## Object position labeling items
·····

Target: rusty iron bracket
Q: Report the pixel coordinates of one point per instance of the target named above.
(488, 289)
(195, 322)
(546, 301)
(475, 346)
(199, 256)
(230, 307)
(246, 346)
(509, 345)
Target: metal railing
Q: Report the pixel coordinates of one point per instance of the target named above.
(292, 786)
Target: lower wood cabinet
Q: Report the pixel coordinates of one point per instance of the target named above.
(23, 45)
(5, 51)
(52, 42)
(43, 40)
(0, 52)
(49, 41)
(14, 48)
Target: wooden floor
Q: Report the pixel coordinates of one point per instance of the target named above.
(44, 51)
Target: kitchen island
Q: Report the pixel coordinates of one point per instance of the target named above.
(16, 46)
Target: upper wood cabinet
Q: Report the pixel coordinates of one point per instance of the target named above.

·····

## TO BE DONE
Put every line of the items from the line with "Target: lower wood cabinet" through the end of the items into a JSON list of strings, one string per line, omitting blank lines.

## FULL RESPONSE
[
  "Target: lower wood cabinet",
  "Q: Report the pixel coordinates of one point per instance of the target named above.",
  "(23, 45)",
  "(5, 51)",
  "(52, 42)",
  "(43, 40)",
  "(0, 52)",
  "(49, 41)",
  "(14, 48)",
  "Target: wooden floor",
  "Q: Report the pixel coordinates of one point per instance of the target named above.",
  "(44, 51)",
  "Target: kitchen island",
  "Q: Report the pixel coordinates of one point per instance of the target named above.",
  "(16, 46)",
  "Target: upper wood cabinet",
  "Q: Report the pixel coordinates of one point per instance of the target named above."
]